Work to be completed ▸ Line for line, the listing below is to be transcribed exactly.

Source data ▸
::::::::::

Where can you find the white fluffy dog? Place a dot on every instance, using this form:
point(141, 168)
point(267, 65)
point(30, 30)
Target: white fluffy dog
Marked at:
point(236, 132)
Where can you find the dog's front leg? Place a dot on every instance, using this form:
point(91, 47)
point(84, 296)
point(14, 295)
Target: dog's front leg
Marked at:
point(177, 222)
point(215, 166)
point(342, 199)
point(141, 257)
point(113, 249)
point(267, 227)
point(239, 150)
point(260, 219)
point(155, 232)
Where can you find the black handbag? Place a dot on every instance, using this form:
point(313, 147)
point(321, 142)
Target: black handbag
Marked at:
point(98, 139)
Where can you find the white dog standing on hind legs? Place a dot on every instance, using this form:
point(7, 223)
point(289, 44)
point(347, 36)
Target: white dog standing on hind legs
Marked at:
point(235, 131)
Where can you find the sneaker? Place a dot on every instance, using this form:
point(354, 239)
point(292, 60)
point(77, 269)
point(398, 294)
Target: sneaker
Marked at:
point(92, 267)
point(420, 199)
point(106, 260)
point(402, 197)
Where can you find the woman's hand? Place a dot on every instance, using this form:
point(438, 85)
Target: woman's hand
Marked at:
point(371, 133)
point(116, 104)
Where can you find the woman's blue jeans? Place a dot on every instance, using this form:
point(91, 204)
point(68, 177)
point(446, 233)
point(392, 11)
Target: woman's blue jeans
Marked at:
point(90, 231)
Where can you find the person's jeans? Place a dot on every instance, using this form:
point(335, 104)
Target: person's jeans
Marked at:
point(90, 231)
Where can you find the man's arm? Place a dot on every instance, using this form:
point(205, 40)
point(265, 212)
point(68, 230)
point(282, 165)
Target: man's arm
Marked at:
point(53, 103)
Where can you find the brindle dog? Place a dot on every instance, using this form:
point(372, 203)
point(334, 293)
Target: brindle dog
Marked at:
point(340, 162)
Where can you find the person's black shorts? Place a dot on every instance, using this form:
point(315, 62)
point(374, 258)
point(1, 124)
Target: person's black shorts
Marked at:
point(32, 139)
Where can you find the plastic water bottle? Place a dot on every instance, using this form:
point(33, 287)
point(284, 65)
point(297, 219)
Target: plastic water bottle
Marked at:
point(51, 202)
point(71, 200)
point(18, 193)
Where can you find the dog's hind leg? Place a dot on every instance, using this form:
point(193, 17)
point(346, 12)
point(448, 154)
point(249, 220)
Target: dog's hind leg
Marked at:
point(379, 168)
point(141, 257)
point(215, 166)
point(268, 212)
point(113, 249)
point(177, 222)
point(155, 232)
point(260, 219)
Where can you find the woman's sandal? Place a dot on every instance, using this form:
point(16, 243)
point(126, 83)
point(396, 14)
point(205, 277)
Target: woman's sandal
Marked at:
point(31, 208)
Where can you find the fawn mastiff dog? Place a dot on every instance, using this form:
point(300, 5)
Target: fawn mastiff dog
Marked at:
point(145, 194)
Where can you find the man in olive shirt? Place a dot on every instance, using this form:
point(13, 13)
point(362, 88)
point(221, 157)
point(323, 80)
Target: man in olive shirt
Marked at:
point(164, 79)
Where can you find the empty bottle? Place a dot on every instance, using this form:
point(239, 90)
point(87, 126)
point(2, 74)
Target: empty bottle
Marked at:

::::::::::

Task response ▸
Where can you find the white fluffy dog? Place a dot on every instance, using this form:
point(141, 168)
point(267, 65)
point(30, 30)
Target: white fluffy dog
Marked at:
point(236, 132)
Where can you find the dog's front leg? Place a dot on every instance, using this form:
point(91, 47)
point(84, 296)
point(14, 295)
Target: dog's front leg
Marked at:
point(177, 222)
point(215, 166)
point(342, 199)
point(141, 257)
point(113, 249)
point(267, 227)
point(239, 150)
point(260, 219)
point(155, 232)
Where can you find the black handbag? Place a dot on every instance, using this form:
point(313, 147)
point(321, 142)
Target: black handbag
Marked at:
point(98, 139)
Where can you find the white dog standing on hind legs? Place a dot on every instance, using this form:
point(7, 223)
point(289, 44)
point(347, 36)
Target: white dog standing on hind legs
Marked at:
point(235, 131)
Where can you find the sneaker? Place a dot on every instance, using this form:
point(354, 239)
point(292, 60)
point(77, 269)
point(398, 294)
Target: sneaker
Marked at:
point(92, 267)
point(420, 199)
point(106, 260)
point(402, 197)
Where can you find the woman's hand? Place a dot on every instance, using this form:
point(438, 85)
Target: woman's hand
Marked at:
point(371, 133)
point(116, 104)
Where can you find the woman's blue jeans? Place a dot on every instance, using this form:
point(91, 204)
point(68, 177)
point(446, 233)
point(392, 11)
Target: woman's blue jeans
Marked at:
point(90, 231)
Where can you find the person's jeans? Place a dot on every instance, using this form:
point(335, 104)
Target: person's jeans
Marked at:
point(90, 231)
Where can you find the man's arm? Place a dot on every instance, using this form:
point(205, 40)
point(265, 212)
point(68, 230)
point(282, 165)
Target: man's arm
Marked at:
point(53, 103)
Where can you find the brindle dog? Place a dot on every instance, using this form:
point(372, 203)
point(334, 293)
Target: brindle dog
Marked at:
point(340, 162)
Where can you find the person's black shorts? Place a dot on every instance, using this form:
point(315, 62)
point(374, 258)
point(1, 124)
Target: person's black shorts
Marked at:
point(32, 139)
Where can you find the plastic water bottle? Place a dot on every instance, using this form:
point(33, 287)
point(284, 65)
point(297, 219)
Target: plastic water bottle
Marked at:
point(51, 202)
point(71, 200)
point(18, 193)
Where can you find the dog's hind leg? Place a dot on every instance, using this form:
point(193, 17)
point(346, 12)
point(448, 154)
point(249, 220)
Target: dog's hind leg
Marked at:
point(379, 168)
point(141, 257)
point(215, 166)
point(268, 212)
point(113, 249)
point(177, 222)
point(155, 232)
point(260, 219)
Where can you find the woman's sandal? Place a dot on every instance, using this form:
point(16, 243)
point(126, 83)
point(396, 14)
point(205, 277)
Target: woman's sandal
Marked at:
point(31, 208)
Where can you find the fawn mastiff dog? Place a dot on every instance, using this form:
point(300, 5)
Target: fawn mastiff dog
Marked at:
point(145, 194)
Where can you find the man in olive shirt? Place a dot on every instance, using this form:
point(13, 13)
point(362, 88)
point(221, 157)
point(323, 80)
Target: man in olive shirt
Marked at:
point(164, 79)
Where can you find the empty bottle? Place a dot on every instance, using this form:
point(239, 90)
point(87, 126)
point(2, 74)
Target: empty bottle
Marked at:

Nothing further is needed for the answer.